Stored dataset items:
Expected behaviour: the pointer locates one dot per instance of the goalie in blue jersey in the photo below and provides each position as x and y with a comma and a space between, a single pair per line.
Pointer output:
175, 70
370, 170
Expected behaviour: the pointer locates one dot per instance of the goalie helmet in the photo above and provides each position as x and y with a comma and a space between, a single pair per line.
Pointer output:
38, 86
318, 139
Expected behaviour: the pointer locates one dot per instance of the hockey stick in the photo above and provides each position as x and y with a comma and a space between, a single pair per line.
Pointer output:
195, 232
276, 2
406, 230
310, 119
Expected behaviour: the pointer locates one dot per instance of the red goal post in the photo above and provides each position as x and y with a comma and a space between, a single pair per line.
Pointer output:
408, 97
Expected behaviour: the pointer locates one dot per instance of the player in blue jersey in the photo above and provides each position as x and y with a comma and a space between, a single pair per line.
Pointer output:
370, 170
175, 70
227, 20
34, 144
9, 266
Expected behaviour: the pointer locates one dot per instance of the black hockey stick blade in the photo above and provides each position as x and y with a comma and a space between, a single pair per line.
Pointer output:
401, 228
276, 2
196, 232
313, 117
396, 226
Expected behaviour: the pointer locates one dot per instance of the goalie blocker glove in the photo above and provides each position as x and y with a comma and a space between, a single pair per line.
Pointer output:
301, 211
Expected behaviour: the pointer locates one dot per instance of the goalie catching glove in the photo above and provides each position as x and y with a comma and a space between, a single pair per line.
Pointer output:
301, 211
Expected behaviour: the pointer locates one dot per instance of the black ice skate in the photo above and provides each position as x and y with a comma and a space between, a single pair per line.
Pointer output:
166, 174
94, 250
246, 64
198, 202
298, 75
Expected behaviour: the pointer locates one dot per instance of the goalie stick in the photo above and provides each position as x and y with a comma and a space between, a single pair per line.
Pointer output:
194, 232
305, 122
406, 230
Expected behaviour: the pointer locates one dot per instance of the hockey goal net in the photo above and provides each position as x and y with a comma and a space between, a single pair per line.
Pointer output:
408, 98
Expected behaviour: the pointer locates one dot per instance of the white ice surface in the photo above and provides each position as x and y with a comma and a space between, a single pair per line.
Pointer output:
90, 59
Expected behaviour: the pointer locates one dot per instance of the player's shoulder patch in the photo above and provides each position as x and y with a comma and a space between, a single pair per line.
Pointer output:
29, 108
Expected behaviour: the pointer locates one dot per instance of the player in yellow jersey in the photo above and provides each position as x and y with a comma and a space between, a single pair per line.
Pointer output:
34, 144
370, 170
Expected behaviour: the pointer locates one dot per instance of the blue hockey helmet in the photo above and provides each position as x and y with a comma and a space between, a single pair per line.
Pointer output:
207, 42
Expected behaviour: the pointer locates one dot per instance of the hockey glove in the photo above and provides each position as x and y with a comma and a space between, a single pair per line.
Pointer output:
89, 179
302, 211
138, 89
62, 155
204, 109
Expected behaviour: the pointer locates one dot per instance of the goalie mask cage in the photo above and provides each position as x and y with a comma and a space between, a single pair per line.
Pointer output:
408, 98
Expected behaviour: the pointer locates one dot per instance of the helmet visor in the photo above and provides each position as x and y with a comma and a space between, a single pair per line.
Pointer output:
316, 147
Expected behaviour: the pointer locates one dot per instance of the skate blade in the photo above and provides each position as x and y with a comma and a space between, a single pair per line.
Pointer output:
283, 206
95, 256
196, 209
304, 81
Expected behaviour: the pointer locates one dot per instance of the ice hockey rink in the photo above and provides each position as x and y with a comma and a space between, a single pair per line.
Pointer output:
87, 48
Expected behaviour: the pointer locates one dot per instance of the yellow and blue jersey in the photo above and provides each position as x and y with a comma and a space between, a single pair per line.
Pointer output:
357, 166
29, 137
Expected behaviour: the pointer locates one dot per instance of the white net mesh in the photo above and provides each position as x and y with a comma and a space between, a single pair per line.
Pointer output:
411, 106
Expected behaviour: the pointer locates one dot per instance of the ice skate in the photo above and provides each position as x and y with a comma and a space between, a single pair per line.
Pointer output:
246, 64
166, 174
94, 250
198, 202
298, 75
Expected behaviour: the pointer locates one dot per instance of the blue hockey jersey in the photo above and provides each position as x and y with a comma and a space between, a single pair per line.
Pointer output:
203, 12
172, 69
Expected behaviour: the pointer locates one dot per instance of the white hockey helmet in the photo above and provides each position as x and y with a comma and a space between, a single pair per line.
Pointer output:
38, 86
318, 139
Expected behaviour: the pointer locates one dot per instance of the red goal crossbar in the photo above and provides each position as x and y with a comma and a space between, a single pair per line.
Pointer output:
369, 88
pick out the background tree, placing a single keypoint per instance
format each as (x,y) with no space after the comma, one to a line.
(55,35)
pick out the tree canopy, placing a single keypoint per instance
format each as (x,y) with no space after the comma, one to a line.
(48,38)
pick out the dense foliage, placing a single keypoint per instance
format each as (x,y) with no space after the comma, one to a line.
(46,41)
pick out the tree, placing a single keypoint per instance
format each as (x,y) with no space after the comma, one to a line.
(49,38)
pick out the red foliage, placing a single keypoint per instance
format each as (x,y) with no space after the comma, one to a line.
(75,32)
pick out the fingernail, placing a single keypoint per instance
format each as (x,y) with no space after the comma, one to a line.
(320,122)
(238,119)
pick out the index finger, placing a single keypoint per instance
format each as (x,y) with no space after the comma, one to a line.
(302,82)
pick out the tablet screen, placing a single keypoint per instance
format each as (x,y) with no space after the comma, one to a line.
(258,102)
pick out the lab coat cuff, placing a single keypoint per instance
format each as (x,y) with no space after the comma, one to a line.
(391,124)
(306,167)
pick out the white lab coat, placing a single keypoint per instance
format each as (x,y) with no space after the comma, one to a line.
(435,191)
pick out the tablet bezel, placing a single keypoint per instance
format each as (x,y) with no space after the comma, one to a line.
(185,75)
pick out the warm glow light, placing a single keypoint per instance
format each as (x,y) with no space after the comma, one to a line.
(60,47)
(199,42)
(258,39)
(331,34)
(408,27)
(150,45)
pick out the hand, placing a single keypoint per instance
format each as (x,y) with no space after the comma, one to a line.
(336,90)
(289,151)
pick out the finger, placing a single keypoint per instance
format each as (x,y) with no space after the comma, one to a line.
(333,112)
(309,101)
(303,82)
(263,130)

> HOW TO COMPLETE THIS TASK
Could you copy every line from the records that has "foliage" in it?

> ANSWER FOR THE TASK
pick out the dense foliage, placing a single keypoint per instance
pick out the red foliage, placing a single keypoint per instance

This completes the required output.